RECORDS FOR THE TASK -
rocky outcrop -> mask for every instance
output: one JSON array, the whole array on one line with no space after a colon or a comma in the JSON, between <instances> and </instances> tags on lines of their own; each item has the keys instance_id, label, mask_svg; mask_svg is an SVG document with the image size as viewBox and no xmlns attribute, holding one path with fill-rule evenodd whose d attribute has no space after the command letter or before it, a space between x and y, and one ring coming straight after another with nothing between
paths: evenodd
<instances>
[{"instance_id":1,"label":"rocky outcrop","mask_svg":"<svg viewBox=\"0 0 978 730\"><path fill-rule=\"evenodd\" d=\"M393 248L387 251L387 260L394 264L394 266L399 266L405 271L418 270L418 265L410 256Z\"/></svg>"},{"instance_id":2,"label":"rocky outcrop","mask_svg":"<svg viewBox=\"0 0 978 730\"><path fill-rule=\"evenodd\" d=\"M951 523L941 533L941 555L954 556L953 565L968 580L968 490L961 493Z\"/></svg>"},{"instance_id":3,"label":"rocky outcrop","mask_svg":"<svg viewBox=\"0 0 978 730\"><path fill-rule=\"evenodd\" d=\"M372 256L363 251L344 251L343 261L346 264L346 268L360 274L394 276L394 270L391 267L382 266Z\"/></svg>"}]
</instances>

AIM OF THE TASK - Transcribe the listing above verbatim, leaving every line whole.

ANSWER TO THIS EXERCISE -
rocky outcrop -> mask for every instance
output: one JSON array, the whole array on one line with no space after a colon or a comma in the JSON, between <instances> and </instances> tags on lines of their own; each item has the keys instance_id, label, mask_svg; mask_svg is an SVG document with the image size as viewBox and no xmlns attribute, holding one path with fill-rule evenodd whose d attribute has no space after the command letter or before it, a space between x and y, and one ring coming straight after another with nothing between
paths: evenodd
<instances>
[{"instance_id":1,"label":"rocky outcrop","mask_svg":"<svg viewBox=\"0 0 978 730\"><path fill-rule=\"evenodd\" d=\"M393 248L387 251L387 260L394 264L394 266L399 266L405 271L418 270L418 265L410 256Z\"/></svg>"},{"instance_id":2,"label":"rocky outcrop","mask_svg":"<svg viewBox=\"0 0 978 730\"><path fill-rule=\"evenodd\" d=\"M951 523L941 533L941 555L954 556L953 565L968 580L968 490L961 493Z\"/></svg>"},{"instance_id":3,"label":"rocky outcrop","mask_svg":"<svg viewBox=\"0 0 978 730\"><path fill-rule=\"evenodd\" d=\"M372 256L363 251L344 251L343 261L346 264L346 268L360 274L394 276L394 270L391 267L382 266Z\"/></svg>"}]
</instances>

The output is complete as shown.